● Directions for this task: Copy out everything from the line containing "Final review — confirm that every shrub" down to the end of the data, requests included, and shift every box coordinate in the answers up by 105.

● Data for the task:
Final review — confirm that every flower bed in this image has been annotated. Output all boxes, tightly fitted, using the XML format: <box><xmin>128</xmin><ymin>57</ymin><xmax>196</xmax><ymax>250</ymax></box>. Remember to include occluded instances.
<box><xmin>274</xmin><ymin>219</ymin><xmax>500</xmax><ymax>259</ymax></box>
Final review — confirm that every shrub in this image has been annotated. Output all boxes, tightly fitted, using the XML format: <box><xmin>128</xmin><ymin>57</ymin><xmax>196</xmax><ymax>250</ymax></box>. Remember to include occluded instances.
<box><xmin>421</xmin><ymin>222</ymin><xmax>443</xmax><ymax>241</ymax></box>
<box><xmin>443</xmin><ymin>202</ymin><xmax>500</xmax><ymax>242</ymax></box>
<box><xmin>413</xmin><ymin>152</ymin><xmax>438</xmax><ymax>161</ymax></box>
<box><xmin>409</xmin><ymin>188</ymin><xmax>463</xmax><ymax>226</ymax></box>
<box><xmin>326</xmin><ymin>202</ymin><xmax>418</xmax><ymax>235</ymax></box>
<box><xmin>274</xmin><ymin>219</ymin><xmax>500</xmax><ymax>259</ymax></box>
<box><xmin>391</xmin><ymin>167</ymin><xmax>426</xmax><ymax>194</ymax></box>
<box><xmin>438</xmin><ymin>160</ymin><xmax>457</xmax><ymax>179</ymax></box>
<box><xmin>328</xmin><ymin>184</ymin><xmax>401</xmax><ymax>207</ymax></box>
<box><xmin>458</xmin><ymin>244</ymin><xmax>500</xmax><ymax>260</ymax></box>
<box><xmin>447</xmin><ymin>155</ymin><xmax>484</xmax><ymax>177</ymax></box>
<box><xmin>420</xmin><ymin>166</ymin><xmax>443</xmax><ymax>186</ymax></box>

● Result of the exercise:
Final review — confirm that every shrub in this image has been annotated. Output all boxes, tightly fitted, using the XML format: <box><xmin>128</xmin><ymin>57</ymin><xmax>196</xmax><ymax>250</ymax></box>. Remember to include occluded instances.
<box><xmin>526</xmin><ymin>327</ymin><xmax>548</xmax><ymax>346</ymax></box>
<box><xmin>548</xmin><ymin>307</ymin><xmax>605</xmax><ymax>347</ymax></box>
<box><xmin>518</xmin><ymin>257</ymin><xmax>543</xmax><ymax>266</ymax></box>
<box><xmin>514</xmin><ymin>293</ymin><xmax>568</xmax><ymax>331</ymax></box>
<box><xmin>431</xmin><ymin>307</ymin><xmax>523</xmax><ymax>340</ymax></box>
<box><xmin>379</xmin><ymin>324</ymin><xmax>605</xmax><ymax>364</ymax></box>
<box><xmin>496</xmin><ymin>272</ymin><xmax>531</xmax><ymax>299</ymax></box>
<box><xmin>543</xmin><ymin>265</ymin><xmax>562</xmax><ymax>284</ymax></box>
<box><xmin>433</xmin><ymin>289</ymin><xmax>506</xmax><ymax>312</ymax></box>
<box><xmin>563</xmin><ymin>349</ymin><xmax>605</xmax><ymax>365</ymax></box>
<box><xmin>552</xmin><ymin>260</ymin><xmax>589</xmax><ymax>282</ymax></box>
<box><xmin>525</xmin><ymin>271</ymin><xmax>548</xmax><ymax>291</ymax></box>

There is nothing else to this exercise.